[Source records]
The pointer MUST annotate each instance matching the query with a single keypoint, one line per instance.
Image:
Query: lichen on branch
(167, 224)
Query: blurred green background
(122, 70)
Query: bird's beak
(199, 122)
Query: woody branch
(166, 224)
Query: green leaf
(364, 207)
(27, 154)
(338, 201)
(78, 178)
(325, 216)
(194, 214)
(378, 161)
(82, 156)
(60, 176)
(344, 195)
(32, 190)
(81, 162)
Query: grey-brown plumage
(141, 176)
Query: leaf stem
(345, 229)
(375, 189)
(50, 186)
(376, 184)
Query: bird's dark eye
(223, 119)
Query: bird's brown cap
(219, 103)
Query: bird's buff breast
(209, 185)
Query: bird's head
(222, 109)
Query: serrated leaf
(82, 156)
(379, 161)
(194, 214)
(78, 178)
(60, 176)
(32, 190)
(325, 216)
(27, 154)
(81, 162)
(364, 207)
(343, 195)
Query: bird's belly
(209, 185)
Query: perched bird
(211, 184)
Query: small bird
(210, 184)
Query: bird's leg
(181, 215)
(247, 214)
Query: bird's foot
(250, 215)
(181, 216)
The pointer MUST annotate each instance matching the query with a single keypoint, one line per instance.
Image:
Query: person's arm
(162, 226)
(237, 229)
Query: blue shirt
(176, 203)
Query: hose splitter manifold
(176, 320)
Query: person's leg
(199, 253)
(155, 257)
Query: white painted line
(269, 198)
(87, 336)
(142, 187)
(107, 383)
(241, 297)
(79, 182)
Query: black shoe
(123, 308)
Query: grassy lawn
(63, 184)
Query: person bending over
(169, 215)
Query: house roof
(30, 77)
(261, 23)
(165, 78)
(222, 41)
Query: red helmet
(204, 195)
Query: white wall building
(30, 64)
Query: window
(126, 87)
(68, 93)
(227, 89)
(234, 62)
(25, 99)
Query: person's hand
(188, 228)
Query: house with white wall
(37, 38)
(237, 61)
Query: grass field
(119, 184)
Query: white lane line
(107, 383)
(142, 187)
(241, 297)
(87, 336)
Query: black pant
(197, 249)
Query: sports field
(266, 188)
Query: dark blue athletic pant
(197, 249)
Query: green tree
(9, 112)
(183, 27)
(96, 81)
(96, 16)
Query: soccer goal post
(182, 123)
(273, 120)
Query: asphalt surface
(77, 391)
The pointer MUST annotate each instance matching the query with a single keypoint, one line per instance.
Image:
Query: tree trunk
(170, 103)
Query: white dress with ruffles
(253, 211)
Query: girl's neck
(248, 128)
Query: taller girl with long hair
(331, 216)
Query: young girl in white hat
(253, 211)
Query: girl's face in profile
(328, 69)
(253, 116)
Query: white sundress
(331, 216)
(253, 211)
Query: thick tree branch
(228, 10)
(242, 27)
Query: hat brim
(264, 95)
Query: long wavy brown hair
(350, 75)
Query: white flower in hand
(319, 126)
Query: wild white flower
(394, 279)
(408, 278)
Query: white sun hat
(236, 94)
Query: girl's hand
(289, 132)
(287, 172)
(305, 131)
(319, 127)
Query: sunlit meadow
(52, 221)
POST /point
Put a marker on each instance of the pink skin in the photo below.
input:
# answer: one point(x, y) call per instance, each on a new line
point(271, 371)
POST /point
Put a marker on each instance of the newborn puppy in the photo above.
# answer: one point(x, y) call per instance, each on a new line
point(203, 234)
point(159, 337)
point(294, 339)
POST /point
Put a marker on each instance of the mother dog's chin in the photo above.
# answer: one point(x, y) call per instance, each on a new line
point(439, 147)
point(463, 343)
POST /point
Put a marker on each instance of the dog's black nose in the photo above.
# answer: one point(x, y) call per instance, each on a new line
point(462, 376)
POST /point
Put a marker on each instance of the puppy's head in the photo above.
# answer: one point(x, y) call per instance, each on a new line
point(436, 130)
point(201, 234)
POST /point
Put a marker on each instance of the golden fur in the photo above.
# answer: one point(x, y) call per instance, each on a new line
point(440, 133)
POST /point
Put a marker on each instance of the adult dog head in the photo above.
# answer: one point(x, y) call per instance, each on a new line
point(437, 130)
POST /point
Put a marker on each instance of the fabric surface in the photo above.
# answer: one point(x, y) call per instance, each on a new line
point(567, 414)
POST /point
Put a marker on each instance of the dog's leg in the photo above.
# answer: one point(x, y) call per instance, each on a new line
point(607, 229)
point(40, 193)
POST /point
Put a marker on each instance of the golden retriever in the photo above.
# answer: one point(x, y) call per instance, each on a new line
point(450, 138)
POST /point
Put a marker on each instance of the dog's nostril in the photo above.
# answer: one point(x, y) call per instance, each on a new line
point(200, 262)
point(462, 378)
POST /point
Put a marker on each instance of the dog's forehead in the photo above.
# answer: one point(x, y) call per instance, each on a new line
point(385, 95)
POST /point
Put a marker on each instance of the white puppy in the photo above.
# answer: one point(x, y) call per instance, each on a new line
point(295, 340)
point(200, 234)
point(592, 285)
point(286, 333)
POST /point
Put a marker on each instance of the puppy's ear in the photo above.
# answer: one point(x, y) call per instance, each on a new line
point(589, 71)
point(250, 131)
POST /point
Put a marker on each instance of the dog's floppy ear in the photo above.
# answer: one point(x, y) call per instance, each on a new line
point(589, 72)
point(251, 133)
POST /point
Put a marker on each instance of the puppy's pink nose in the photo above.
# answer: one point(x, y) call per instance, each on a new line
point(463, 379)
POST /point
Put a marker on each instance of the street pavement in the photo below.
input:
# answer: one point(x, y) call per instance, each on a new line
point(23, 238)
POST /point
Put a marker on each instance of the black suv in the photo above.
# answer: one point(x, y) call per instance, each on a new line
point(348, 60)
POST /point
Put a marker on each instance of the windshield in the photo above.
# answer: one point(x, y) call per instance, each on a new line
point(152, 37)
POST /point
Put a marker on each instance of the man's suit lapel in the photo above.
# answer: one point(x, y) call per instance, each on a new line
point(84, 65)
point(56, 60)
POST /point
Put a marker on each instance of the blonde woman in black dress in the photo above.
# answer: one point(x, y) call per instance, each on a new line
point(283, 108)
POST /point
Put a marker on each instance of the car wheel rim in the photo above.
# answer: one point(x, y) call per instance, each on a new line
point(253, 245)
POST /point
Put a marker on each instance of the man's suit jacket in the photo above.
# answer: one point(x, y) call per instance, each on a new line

=== Directions ===
Each line in the data is to be written out precisely.

=== Written answer ===
The pointer MUST annotate each instance matching the query with a single keypoint, one line per instance.
Image:
Query: lichen on branch
(167, 224)
Query: blurred green background
(122, 70)
Query: bird's beak
(199, 122)
Query: woody branch
(166, 224)
Query: green leaf
(364, 207)
(27, 154)
(338, 201)
(78, 178)
(325, 216)
(194, 214)
(378, 161)
(82, 156)
(60, 176)
(344, 195)
(32, 190)
(81, 162)
Query: grey-brown plumage
(141, 176)
Query: leaf stem
(345, 229)
(375, 189)
(50, 186)
(376, 184)
Query: bird's dark eye
(223, 119)
Query: bird's brown cap
(219, 103)
Query: bird's buff breast
(209, 185)
Query: bird's head
(222, 109)
Query: serrated leaf
(82, 156)
(379, 161)
(194, 214)
(78, 178)
(60, 176)
(32, 190)
(325, 216)
(27, 154)
(81, 162)
(364, 207)
(343, 195)
Query: bird's belly
(209, 185)
Query: perched bird
(211, 184)
Query: small bird
(210, 184)
Query: bird's leg
(181, 215)
(247, 214)
Query: bird's foot
(250, 215)
(181, 216)
The pointer MUST annotate each instance matching the query with a single keypoint, one line per instance.
Image:
Query: person's arm
(162, 226)
(237, 229)
Query: blue shirt
(176, 203)
Query: hose splitter manifold
(176, 320)
Query: person's leg
(199, 253)
(155, 257)
Query: white painted line
(269, 198)
(87, 336)
(142, 187)
(107, 383)
(241, 297)
(79, 182)
Query: black shoe
(123, 308)
Query: grassy lawn
(63, 184)
Query: person bending over
(169, 215)
Query: house roof
(30, 77)
(261, 23)
(165, 78)
(222, 41)
Query: red helmet
(204, 195)
Query: white wall building
(30, 64)
Query: window
(126, 87)
(68, 93)
(227, 89)
(234, 62)
(25, 99)
Query: person's hand
(188, 228)
Query: house with white wall
(37, 38)
(237, 61)
Query: grass field
(119, 184)
Query: white lane line
(107, 383)
(142, 187)
(241, 297)
(87, 336)
Query: black pant
(197, 249)
Query: sports field
(266, 188)
Query: dark blue athletic pant
(197, 249)
Query: green tree
(9, 112)
(183, 27)
(96, 81)
(96, 16)
Query: soccer goal post
(182, 123)
(273, 120)
Query: asphalt surface
(77, 391)
The pointer MUST annotate each instance matching the query with a single keypoint, one line per instance.
Image:
Query: tree trunk
(170, 103)
Query: white dress with ruffles
(253, 211)
Query: girl's neck
(248, 128)
Query: taller girl with long hair
(331, 216)
Query: young girl in white hat
(253, 211)
Query: girl's face in profile
(328, 69)
(253, 116)
Query: white sundress
(331, 216)
(253, 211)
Query: thick tree branch
(228, 10)
(242, 27)
Query: hat brim
(264, 95)
Query: long wavy brown hair
(350, 75)
Query: white flower in hand
(319, 126)
Query: wild white flower
(394, 279)
(408, 278)
Query: white sun hat
(236, 94)
Query: girl's hand
(289, 132)
(287, 172)
(305, 131)
(319, 127)
Query: sunlit meadow
(52, 221)
POST /point
Put a marker on each instance of the pink skin in the photo below.
input:
# answer: one point(x, y) call per instance, each on a new line
point(271, 371)
POST /point
Put a marker on each instance of the newborn puppy in the photo above.
# answer: one point(x, y) call per instance, each on a new line
point(203, 234)
point(159, 337)
point(294, 339)
POST /point
Put a marker on each instance of the mother dog's chin in the photo above.
# answer: one point(x, y) call per instance, each on a new line
point(439, 147)
point(463, 343)
POST /point
Put a marker on each instance of the dog's black nose in the photo above.
# answer: one point(x, y) call per instance, each on a new line
point(462, 376)
POST /point
Put a marker on each instance of the puppy's head in the photo above.
# answer: one point(x, y) call per instance, each on a new line
point(436, 130)
point(201, 234)
POST /point
Put a marker on each instance of the golden fur in the photo above.
# answer: one point(x, y) call per instance, each on a new line
point(440, 133)
POST /point
Put a marker on each instance of the adult dog head in the photo above.
# answer: one point(x, y) call per instance, each on a new line
point(437, 130)
POST /point
Put a marker on each instance of the fabric surface in the photo above.
# answer: one point(x, y) call per instance, each on a new line
point(567, 414)
POST /point
Put a marker on each instance of the dog's leg in the photo above.
# answer: one point(x, y) call per instance, each on a new line
point(607, 229)
point(40, 193)
POST /point
Put a marker on each instance of the golden retriever in the photo above.
# answer: one point(x, y) call per instance, each on a new line
point(450, 138)
POST /point
Put a marker on each instance of the dog's nostril in the photo above.
# answer: one point(x, y) call per instance, each on a new line
point(200, 262)
point(462, 378)
POST /point
Put a marker on each instance of the dog's forehead in the photo above.
# answer: one point(x, y) call per instance, each on a new line
point(385, 95)
POST /point
Put a marker on each instance of the white puppy in the photo above.
# answer: one point(x, y) call per instance, each on a new line
point(295, 340)
point(200, 234)
point(592, 285)
point(286, 333)
POST /point
Put a marker on each instance of the puppy's ear in the photo above.
# answer: one point(x, y) call per instance, each on a new line
point(589, 71)
point(250, 131)
POST /point
Put a marker on each instance of the dog's floppy ear in the photo above.
# answer: one point(x, y) call per instance, each on a new line
point(589, 72)
point(251, 133)
POST /point
Put a marker on each instance of the puppy's pink nose in the photo above.
# answer: one point(x, y) call per instance, each on a new line
point(463, 379)
POST /point
Put a marker on each instance of the street pavement in the photo below.
input:
# answer: one point(x, y) call per instance, each on a new line
point(23, 238)
POST /point
Put a marker on each instance of the black suv in the photo above.
# answer: one point(x, y) call per instance, each on a new line
point(348, 60)
POST /point
Put a marker on each instance of the windshield in the photo above.
# answer: one point(x, y) call per instance, each on a new line
point(152, 37)
POST /point
Put a marker on each instance of the man's suit lapel in the photo above.
# answer: one point(x, y) call per instance, each on a new line
point(84, 65)
point(56, 60)
POST /point
Put a marker on each instance of the blonde woman in black dress in the photo above.
# answer: one point(x, y) call per instance, each on a new line
point(283, 108)
POST /point
Put a marker on each instance of the car wheel rim in the photo above.
# answer: one point(x, y) call per instance, each on a new line
point(253, 245)
POST /point
Put a marker on each instance of the man's suit jacket in the photo above.
# answer: one point(x, y) call per instance, each on a new line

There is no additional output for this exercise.